Extract each line from the rows below that contains the word "napkin".
[Start of Data shown]
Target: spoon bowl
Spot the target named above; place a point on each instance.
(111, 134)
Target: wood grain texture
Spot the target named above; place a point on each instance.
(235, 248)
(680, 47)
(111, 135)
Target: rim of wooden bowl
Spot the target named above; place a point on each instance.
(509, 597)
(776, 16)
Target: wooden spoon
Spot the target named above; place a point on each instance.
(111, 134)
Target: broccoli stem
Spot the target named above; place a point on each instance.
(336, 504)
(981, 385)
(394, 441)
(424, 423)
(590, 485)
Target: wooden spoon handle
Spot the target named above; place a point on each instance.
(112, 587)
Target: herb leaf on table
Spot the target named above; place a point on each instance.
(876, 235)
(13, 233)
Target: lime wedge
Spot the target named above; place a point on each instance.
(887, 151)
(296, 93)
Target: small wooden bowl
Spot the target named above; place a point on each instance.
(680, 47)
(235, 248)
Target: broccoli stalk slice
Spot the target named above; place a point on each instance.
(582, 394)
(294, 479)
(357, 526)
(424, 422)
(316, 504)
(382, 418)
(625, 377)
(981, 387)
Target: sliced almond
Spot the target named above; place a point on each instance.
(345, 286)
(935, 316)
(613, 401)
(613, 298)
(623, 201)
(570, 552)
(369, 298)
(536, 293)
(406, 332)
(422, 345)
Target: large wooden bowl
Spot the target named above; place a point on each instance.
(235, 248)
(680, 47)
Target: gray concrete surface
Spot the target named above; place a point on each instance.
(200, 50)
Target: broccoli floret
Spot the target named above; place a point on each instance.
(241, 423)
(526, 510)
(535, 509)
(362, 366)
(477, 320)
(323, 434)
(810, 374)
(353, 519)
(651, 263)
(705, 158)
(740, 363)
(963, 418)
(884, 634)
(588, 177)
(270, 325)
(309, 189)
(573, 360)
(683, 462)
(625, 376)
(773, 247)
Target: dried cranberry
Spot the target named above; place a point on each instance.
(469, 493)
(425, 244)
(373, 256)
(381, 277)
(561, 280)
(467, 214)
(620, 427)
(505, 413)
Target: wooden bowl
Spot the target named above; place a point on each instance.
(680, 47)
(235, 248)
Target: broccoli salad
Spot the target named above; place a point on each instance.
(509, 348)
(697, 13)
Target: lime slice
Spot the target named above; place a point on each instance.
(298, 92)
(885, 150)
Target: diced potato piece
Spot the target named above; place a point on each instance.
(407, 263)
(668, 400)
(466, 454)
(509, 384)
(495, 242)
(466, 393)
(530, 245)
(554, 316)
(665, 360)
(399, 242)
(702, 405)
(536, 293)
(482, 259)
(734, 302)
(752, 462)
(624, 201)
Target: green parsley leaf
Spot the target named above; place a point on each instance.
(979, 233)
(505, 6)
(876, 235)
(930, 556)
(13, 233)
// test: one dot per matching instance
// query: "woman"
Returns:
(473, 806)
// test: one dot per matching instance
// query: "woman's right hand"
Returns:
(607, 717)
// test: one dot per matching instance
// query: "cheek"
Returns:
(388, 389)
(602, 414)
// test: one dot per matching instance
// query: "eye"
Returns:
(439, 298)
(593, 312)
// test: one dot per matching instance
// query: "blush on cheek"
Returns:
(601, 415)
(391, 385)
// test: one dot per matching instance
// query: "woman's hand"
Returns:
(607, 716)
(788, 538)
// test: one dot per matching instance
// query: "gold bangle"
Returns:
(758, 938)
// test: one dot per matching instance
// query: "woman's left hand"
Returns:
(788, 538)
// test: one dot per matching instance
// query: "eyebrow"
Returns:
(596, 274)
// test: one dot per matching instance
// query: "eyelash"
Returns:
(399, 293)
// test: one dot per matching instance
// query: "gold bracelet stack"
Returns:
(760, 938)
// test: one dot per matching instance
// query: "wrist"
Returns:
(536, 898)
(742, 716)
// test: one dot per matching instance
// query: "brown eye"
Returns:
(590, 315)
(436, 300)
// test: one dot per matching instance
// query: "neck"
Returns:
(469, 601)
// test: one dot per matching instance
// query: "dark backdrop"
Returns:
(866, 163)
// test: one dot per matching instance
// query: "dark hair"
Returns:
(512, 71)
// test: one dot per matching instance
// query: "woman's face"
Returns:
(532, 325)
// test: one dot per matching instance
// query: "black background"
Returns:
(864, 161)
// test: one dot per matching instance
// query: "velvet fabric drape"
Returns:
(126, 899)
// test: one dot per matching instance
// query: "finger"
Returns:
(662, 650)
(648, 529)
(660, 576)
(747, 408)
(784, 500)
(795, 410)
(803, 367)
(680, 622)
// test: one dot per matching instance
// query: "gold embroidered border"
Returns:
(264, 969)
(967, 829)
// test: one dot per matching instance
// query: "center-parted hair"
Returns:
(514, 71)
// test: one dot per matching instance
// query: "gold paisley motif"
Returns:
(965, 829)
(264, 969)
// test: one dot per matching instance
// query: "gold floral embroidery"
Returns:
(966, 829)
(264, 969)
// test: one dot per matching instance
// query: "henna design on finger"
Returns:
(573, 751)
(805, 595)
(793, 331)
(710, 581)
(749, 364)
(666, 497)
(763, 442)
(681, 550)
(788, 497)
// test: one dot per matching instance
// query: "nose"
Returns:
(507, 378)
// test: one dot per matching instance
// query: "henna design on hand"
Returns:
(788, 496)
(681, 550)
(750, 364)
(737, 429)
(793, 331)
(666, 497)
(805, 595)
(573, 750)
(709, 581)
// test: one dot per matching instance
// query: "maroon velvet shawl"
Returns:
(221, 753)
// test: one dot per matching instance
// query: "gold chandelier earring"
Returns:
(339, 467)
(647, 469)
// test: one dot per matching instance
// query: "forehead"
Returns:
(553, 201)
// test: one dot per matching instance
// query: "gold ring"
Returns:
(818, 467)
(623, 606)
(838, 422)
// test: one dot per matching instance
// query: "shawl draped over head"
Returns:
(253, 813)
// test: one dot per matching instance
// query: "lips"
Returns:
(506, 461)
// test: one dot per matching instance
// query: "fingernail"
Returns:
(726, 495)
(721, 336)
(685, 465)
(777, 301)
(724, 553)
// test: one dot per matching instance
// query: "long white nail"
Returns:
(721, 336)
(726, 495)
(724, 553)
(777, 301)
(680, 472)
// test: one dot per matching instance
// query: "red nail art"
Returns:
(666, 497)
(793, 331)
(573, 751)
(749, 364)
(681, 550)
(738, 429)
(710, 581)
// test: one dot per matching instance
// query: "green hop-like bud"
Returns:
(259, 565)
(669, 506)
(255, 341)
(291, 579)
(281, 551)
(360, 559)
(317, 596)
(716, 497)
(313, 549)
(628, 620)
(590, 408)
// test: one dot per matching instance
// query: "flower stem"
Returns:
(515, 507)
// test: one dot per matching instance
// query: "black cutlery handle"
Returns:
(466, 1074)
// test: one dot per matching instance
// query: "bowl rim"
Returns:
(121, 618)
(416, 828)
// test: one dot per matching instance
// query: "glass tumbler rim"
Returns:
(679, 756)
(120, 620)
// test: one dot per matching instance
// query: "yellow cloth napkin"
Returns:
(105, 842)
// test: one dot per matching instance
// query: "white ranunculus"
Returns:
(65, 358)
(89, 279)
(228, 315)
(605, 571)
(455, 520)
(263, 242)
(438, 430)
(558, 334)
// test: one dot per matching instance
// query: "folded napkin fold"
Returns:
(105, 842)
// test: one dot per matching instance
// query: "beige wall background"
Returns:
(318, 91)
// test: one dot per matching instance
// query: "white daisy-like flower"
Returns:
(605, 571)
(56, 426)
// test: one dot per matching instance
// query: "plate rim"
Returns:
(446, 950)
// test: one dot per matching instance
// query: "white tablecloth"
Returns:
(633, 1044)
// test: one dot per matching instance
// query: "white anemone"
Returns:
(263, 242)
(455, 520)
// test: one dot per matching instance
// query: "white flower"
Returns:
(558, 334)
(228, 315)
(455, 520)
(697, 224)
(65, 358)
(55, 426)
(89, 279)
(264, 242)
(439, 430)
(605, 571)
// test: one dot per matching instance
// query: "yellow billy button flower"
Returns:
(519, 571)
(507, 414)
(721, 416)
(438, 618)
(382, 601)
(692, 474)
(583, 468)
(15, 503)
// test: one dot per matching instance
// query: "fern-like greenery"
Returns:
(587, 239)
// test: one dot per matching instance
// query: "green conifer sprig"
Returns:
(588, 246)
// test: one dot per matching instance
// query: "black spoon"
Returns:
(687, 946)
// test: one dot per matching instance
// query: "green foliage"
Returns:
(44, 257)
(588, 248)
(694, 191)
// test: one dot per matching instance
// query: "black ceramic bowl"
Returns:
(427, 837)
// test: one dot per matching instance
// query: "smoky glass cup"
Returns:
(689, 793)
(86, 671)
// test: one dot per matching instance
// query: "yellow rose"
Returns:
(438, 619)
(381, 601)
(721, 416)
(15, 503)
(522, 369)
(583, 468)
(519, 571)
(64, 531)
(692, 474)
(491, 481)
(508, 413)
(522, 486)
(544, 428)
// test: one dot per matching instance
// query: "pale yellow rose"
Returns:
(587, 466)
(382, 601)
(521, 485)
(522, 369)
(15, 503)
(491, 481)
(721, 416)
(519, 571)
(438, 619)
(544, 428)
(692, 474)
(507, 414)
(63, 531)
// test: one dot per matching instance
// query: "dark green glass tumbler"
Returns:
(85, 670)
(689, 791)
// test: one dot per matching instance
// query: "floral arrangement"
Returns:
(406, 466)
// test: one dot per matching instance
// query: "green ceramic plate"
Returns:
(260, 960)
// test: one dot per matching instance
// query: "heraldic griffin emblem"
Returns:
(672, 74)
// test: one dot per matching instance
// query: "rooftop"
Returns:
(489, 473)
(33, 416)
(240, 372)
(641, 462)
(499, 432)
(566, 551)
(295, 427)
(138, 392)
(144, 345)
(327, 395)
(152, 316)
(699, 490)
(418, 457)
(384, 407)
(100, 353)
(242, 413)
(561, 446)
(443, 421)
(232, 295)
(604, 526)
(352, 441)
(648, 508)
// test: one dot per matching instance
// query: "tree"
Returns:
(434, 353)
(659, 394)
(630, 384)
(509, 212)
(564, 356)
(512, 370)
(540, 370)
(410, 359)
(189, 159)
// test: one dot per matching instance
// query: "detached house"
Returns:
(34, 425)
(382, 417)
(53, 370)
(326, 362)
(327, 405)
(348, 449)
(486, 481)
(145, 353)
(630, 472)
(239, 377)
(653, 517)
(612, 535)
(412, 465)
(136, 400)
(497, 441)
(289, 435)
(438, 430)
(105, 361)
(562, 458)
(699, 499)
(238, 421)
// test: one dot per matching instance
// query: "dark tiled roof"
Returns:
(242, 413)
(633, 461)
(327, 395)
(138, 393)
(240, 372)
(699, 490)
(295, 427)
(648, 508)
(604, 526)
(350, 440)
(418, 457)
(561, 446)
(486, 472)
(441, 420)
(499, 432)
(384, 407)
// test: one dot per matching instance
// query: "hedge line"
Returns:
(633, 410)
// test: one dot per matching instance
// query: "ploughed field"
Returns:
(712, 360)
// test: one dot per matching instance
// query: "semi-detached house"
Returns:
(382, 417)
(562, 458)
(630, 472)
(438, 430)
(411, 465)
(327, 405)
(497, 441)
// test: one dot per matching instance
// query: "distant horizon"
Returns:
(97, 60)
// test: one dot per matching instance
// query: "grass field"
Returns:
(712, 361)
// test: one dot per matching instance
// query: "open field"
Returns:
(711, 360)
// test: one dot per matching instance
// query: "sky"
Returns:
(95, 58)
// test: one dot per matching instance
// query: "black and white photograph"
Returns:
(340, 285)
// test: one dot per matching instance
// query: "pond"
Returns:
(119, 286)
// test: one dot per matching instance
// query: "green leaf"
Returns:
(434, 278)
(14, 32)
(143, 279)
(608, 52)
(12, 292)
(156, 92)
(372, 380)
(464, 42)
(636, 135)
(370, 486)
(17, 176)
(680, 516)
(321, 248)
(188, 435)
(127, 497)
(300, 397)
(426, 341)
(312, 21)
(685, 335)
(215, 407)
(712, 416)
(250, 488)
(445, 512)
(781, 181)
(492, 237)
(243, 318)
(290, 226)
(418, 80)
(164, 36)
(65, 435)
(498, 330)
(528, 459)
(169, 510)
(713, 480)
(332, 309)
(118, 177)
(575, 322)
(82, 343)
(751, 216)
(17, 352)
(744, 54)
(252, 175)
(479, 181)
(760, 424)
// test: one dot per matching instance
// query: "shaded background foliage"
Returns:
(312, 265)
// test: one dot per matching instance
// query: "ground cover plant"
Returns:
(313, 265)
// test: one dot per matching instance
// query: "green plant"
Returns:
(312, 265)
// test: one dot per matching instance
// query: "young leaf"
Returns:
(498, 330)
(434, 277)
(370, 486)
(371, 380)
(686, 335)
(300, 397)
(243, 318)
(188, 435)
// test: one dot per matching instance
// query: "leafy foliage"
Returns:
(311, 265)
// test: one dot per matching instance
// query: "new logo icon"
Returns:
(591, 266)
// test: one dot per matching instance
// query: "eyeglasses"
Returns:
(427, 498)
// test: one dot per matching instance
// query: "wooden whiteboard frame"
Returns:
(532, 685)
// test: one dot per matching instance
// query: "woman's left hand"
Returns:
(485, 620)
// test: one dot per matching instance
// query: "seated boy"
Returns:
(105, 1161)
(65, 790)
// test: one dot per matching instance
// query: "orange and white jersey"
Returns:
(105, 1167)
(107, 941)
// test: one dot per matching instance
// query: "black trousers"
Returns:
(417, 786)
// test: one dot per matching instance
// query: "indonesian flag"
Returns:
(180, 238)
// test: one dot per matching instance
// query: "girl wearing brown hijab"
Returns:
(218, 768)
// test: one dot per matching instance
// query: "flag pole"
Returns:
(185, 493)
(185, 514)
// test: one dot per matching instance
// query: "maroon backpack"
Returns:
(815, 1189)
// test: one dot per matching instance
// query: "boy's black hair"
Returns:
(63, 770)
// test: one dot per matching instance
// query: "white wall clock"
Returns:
[End of Data shown]
▶ [Response below]:
// query: "yellow cloth napkin"
// query: "folded napkin fold"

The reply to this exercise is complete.